**Short exercise**. Exactly as given, write out the lines from the one containing "Each instance receives one keypoint. Mark the green foliage" through the end of the listing, with both ends included and nothing else.
==*==
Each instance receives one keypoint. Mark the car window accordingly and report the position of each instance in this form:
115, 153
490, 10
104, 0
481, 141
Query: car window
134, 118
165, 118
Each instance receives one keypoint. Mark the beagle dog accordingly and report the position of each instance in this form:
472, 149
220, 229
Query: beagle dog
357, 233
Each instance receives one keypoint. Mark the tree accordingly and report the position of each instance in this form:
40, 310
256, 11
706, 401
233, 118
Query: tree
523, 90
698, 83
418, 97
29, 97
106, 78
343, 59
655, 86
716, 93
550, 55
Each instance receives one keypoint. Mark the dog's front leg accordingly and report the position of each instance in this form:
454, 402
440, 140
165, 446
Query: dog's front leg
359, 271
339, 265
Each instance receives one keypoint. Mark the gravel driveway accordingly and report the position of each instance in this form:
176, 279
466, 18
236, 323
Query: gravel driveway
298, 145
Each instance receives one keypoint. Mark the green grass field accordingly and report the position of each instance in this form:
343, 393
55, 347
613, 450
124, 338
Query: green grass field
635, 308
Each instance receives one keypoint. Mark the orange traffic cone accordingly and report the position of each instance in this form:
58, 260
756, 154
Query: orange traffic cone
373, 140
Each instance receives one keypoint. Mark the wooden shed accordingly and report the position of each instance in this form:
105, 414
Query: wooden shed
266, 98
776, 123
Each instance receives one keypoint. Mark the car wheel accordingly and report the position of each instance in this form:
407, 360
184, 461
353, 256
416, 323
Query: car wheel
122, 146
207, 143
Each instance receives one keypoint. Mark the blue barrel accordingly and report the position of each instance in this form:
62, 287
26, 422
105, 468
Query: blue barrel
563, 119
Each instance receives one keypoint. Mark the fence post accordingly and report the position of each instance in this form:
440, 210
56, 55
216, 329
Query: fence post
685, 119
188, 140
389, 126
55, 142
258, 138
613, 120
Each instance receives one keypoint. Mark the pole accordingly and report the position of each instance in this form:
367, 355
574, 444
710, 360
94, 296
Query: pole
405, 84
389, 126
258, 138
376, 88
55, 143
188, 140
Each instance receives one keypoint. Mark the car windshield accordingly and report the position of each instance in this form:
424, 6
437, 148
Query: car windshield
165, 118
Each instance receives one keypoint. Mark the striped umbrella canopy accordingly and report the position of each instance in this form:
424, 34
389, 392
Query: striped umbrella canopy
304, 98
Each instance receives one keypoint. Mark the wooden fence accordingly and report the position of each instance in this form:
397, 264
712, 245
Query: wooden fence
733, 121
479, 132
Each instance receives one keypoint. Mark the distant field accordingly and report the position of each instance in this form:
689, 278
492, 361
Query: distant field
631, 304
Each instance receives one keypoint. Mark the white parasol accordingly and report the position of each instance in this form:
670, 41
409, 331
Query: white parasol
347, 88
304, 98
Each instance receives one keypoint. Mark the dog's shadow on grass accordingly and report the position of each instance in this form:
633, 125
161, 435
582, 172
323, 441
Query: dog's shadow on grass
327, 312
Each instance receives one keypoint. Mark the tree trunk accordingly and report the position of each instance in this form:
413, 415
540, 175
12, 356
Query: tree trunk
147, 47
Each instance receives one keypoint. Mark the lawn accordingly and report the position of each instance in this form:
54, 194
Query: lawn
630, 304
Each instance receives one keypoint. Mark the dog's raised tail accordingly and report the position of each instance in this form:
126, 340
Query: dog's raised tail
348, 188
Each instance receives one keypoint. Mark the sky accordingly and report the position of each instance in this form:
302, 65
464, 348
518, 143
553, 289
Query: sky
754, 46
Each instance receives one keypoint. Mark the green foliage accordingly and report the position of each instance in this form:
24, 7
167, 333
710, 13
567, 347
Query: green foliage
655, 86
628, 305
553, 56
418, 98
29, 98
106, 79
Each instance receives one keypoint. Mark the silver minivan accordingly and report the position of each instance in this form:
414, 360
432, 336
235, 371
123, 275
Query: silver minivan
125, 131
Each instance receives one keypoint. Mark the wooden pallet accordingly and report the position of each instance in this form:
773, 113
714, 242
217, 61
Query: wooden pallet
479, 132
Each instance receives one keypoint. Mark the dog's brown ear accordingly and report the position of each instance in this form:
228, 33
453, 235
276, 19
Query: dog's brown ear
==*==
**The result**.
Each instance receives one keypoint. Mark the green foliage accordingly and report the position of each instance in this form:
24, 7
167, 333
710, 13
567, 347
Query: green foliage
655, 86
628, 305
553, 56
418, 98
29, 98
106, 79
Each instance receives one keypoint. Mark the silver minivan accordingly and report the position of each instance in this form:
414, 360
432, 336
235, 371
123, 275
Query: silver minivan
125, 131
Each instance receives one keypoint. Mark the wooden pallet accordingly and report the position of each instance in this form:
773, 113
714, 242
217, 61
Query: wooden pallet
479, 132
Each instance receives one keypoint. Mark the dog's brown ear accordingly and report the position of each instance in this form:
228, 33
453, 235
276, 19
Query: dog's brown ear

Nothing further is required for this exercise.